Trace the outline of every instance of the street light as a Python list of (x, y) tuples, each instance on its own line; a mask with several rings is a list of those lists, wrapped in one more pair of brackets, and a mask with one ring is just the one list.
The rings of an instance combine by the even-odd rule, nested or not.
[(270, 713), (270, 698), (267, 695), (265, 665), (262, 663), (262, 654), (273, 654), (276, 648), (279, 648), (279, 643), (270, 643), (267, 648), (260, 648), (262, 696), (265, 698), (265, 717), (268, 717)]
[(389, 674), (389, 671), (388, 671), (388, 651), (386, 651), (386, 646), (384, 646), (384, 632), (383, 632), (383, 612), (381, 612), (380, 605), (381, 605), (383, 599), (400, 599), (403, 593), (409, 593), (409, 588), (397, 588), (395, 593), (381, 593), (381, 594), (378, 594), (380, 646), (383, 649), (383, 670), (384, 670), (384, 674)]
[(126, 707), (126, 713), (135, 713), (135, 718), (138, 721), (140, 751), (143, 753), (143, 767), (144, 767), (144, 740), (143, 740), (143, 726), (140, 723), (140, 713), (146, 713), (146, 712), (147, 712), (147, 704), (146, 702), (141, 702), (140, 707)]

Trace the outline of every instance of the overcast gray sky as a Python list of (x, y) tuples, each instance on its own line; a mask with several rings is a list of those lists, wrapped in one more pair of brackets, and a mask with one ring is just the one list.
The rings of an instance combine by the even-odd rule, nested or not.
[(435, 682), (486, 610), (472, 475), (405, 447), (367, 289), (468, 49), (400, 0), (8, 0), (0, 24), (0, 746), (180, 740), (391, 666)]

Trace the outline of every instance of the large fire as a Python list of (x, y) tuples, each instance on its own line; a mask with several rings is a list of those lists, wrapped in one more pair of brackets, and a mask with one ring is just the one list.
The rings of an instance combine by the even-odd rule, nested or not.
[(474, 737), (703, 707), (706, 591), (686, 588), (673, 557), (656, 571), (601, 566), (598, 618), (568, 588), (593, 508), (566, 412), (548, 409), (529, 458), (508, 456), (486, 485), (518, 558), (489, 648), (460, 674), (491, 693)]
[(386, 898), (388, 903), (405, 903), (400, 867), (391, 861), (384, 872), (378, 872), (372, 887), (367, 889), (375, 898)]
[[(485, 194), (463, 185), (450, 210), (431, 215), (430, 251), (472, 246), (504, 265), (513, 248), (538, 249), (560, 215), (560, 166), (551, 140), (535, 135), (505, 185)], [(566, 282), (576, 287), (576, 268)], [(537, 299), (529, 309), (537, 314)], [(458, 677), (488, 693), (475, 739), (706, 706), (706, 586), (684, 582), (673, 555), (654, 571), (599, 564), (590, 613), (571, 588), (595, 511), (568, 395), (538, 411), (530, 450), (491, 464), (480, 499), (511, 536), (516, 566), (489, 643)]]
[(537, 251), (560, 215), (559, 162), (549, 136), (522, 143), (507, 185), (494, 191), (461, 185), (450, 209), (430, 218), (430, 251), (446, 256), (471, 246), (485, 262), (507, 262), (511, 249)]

■ **Exercise objective**: Render the lines of the listing from the one containing "Trace the outline of every instance of the overcast" through the one containing "740), (391, 666)]", both included, as a JSON list of strings with one string per line and blank lines omitted.

■ **Solved exercise**:
[
  "Trace the outline of every instance of the overcast gray sky as a Python list of (x, y) tuples, each instance on its own line; a mask with several rings is a list of those lists, wrapped in one more pair of brackets, and a mask with one ring is just the one list.",
  "The rings of an instance combine by the even-odd rule, nested or not.",
  "[(435, 682), (486, 610), (472, 475), (405, 447), (367, 289), (468, 49), (400, 0), (8, 0), (0, 24), (0, 746), (180, 740), (391, 666)]"
]